:: Quoted passage
The biggest difference in these types of diets is the amount of carbohydrate prescribed. The Atkins diet entails very low carbohydrate, less than 20 grams daily, whereas the Zone promotes a more moderate intake of carbohydrates, up to 180 grams daily.
“The downside of severely low carbohydrate intake is that dieters go in to what’s called ketosis or the inefficiency of the body to oxidize fat,” said Johnston, chair and professor in the Department of Nutrition, School of Applied Arts and Sciences.
The term used to describe diets that produce this biological effect is ketogenic; hence, Atkins is a ketogenic, low carbohydrate (KLC) diet and the Zone diet is considered a nonketogenic low carbohydrate (NLC) diet.
With these studies, their research uncovered that the ketogenic diet may increase bone loss because of an increase in acid in the body and not enough intake of alkalizing minerals like potassium to neutralize this effect. In addition, a higher percentage of calcium was found in the urine of those on the KLC diet, leading the researchers to believe that the bones are “leaching” calcium.
“The public should realize that these diets have differing effects on biomarkers,” said Johnston. “Diets that severely restrict carbohydrates, particularly potassium-rich fruits and vegetables, may have deleterious effects on bones.”
Another study by these researchers looked at the metabolic advantage of one diet over the other. They found that the reduction in fat loss and weight loss was about the same for both diets over a six-week trial. In addition, body mass index was significantly lower after six weeks in both diet groups. However, those following the KLC diet experienced a greater increase in LDL cholesterol than those following the NLC diet. HDL cholesterol did not seem to be impacted significantly.
“With a higher fat concentration with the KLC diet, the increase in the LDL cholesterol is not really that surprising,” said Johnston.
::::
**Your task**
Reproduce the entire passage on low-carbohydrate diets word for word. The material after this passage comes from a different source.
:: Dataset extract
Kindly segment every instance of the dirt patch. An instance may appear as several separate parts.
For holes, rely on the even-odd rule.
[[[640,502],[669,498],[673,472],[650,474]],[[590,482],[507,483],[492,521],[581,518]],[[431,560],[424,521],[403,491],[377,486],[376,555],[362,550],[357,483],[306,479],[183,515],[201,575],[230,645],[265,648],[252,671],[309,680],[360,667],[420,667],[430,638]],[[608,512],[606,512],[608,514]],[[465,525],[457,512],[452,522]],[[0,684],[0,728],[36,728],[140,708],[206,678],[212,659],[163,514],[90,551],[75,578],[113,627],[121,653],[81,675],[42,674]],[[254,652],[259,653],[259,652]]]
::::
**Finished task**
The biggest difference in these types of diets is the amount of carbohydrate prescribed. The Atkins diet entails very low carbohydrate, less than 20 grams daily, whereas the Zone promotes a more moderate intake of carbohydrates, up to 180 grams daily.
“The downside of severely low carbohydrate intake is that dieters go in to what’s called ketosis or the inefficiency of the body to oxidize fat,” said Johnston, chair and professor in the Department of Nutrition, School of Applied Arts and Sciences.
The term used to describe diets that produce this biological effect is ketogenic; hence, Atkins is a ketogenic, low carbohydrate (KLC) diet and the Zone diet is considered a nonketogenic low carbohydrate (NLC) diet.
With these studies, their research uncovered that the ketogenic diet may increase bone loss because of an increase in acid in the body and not enough intake of alkalizing minerals like potassium to neutralize this effect. In addition, a higher percentage of calcium was found in the urine of those on the KLC diet, leading the researchers to believe that the bones are “leaching” calcium.
“The public should realize that these diets have differing effects on biomarkers,” said Johnston. “Diets that severely restrict carbohydrates, particularly potassium-rich fruits and vegetables, may have deleterious effects on bones.”
Another study by these researchers looked at the metabolic advantage of one diet over the other. They found that the reduction in fat loss and weight loss was about the same for both diets over a six-week trial. In addition, body mass index was significantly lower after six weeks in both diet groups. However, those following the KLC diet experienced a greater increase in LDL cholesterol than those following the NLC diet. HDL cholesterol did not seem to be impacted significantly.
“With a higher fat concentration with the KLC diet, the increase in the LDL cholesterol is not really that surprising,” said Johnston.